Instructions for the task. Reproduce verbatim the lines of the listing below, from the line containing "of the low-lying" through the last line of the listing, inclusive.

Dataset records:
-- START --

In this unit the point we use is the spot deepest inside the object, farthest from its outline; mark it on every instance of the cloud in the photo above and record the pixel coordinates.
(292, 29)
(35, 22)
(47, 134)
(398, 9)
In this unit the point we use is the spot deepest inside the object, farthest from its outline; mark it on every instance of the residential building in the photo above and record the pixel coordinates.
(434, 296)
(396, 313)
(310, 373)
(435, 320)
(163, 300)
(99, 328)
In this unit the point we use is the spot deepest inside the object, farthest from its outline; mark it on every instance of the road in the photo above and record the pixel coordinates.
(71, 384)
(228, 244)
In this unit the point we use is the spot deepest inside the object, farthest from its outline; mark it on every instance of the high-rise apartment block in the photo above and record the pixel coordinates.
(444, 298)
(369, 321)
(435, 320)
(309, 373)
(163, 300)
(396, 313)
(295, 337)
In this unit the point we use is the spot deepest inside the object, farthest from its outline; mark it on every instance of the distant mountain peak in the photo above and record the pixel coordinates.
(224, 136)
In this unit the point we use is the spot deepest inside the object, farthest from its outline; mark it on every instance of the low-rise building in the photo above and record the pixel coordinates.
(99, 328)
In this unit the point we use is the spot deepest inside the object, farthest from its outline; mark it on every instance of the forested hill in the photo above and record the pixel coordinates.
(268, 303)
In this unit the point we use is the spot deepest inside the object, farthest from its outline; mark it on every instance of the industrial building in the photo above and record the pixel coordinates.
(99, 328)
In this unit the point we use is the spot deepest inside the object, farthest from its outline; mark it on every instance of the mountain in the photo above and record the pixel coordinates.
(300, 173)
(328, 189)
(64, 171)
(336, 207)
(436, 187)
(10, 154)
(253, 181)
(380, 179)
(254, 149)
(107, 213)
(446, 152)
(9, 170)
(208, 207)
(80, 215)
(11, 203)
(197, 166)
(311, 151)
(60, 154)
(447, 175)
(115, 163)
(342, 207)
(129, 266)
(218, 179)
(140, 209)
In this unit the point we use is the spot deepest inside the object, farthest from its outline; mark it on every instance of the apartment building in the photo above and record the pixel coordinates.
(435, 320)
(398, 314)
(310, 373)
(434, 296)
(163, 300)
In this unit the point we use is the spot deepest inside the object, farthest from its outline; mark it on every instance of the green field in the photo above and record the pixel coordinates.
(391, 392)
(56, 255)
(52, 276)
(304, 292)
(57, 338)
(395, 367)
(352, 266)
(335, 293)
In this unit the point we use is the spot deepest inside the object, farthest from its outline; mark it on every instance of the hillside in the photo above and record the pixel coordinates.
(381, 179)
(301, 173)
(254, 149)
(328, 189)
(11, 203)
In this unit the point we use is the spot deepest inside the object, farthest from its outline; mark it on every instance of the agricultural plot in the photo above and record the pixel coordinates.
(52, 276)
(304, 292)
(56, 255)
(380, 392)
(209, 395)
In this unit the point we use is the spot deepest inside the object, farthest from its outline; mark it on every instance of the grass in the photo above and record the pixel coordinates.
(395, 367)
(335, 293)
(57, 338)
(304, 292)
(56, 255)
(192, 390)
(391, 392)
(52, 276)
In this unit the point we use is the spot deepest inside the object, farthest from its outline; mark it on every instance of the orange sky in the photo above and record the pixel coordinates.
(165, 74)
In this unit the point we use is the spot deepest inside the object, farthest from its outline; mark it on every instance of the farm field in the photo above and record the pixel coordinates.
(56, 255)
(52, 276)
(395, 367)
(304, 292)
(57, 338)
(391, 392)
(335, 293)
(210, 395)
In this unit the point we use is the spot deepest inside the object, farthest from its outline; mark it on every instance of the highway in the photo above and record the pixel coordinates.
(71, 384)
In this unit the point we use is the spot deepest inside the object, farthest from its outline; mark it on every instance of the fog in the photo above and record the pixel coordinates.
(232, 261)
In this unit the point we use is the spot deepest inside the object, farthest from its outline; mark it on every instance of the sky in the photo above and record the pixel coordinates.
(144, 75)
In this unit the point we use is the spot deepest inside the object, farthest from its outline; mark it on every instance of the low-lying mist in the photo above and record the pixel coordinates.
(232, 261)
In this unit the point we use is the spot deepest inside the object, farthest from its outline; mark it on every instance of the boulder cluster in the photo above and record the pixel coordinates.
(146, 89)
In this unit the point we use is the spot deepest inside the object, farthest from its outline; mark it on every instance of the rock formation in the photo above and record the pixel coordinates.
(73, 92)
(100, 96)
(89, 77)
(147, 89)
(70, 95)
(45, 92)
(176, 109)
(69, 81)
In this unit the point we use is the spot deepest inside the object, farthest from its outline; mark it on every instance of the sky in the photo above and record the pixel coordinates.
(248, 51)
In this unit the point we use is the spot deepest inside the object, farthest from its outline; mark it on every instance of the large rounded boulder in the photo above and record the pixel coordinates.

-- END --

Final result.
In this unit the point we use is the spot deepest inside the object, farthest from its outline; mark it on every instance of the low-lying mist in the photo above and record the pixel coordinates.
(232, 261)
In this unit the point we use is the spot deepest inside the object, farthest from its outline; mark it on every instance of the boulder cluster in the photo above and record the pixel coordinates.
(146, 89)
In this unit the point we use is the spot deepest inside the object, farthest from its outline; mark it on every instance of the rock formation in the photo above and record the pixel coordinates.
(73, 92)
(100, 96)
(89, 77)
(147, 89)
(70, 95)
(45, 92)
(176, 109)
(69, 81)
In this unit the point we use is the spot deepest inside the object, farthest from its outline; mark it on every instance of the sky in the photo above and record the pixel coordinates.
(248, 51)
In this unit the point we use is the spot deepest inside the object, farthest from its outline; mark it on every instance of the large rounded boulder in the photo above and record the pixel coordinates.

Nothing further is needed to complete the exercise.